### Instrucciones y requisitos
Sustituya «políticos» por «gobernantes» en el fragmento del texto facilitado comprendido entre «Es frecuente en» y «un terrorismo, etc.», ambos inclusive, y transcriba dicho fragmento con el cambio.

--- Texto facilitado ---

Es frecuente en nuestros políticos renombrar las cosas para hacerlas parecer distintas: así se aprobó el aborto denominándolo interrupción del embarazo; se abre camino a la eutanasia admitiendo la bondad de una muerte digna; se nos habla de paz para ceder a las pretensiones de un terrorismo, etc.

En nuestro caso habría que comenzar por definir la operación con una escolástica precisión de términos. El delegado del Patrimonio de la Diócesis habla de «cesión institucional» y la Junta de Andalucía de «acuerdo para la titularidad». Con palabras políticamente correctas podemos encubrir la realidad: la Iglesia vende un local, previamente desacralizado, y la Junta compra un inmueble urbano. Una operación comercial, que alguien ha podido comparar con una OPA económica. Pero en la justa valoración de San Felipe concurren muchos factores que le dan un valor añadido difícil de apreciar en toda tasación económica.

--- Extracto del material ---

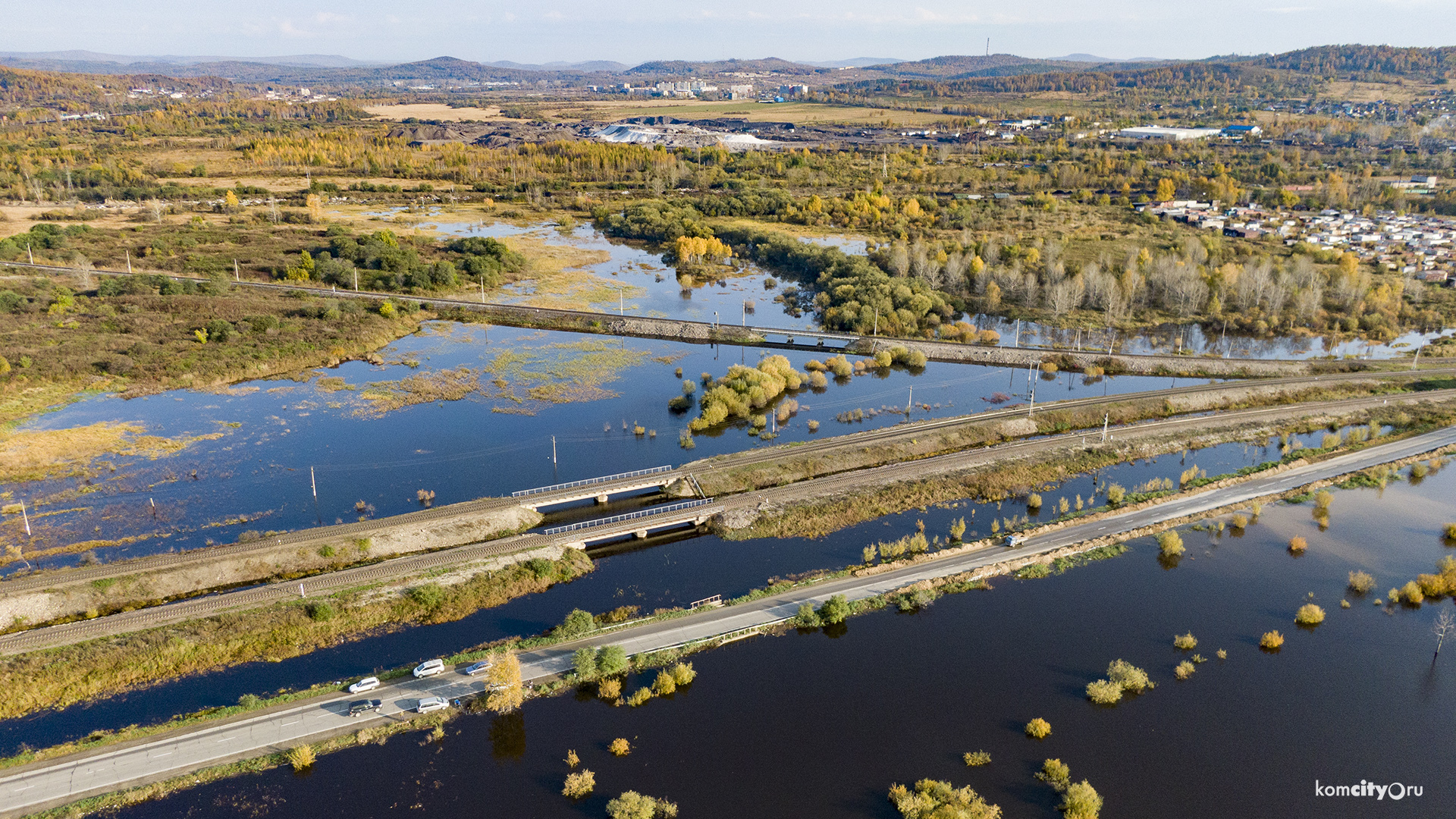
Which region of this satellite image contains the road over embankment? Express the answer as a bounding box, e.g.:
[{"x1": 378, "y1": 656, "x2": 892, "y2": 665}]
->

---

### Tarea resuelta
Es frecuente en nuestros gobernantes renombrar las cosas para hacerlas parecer distintas: así se aprobó el aborto denominándolo interrupción del embarazo; se abre camino a la eutanasia admitiendo la bondad de una muerte digna; se nos habla de paz para ceder a las pretensiones de un terrorismo, etc.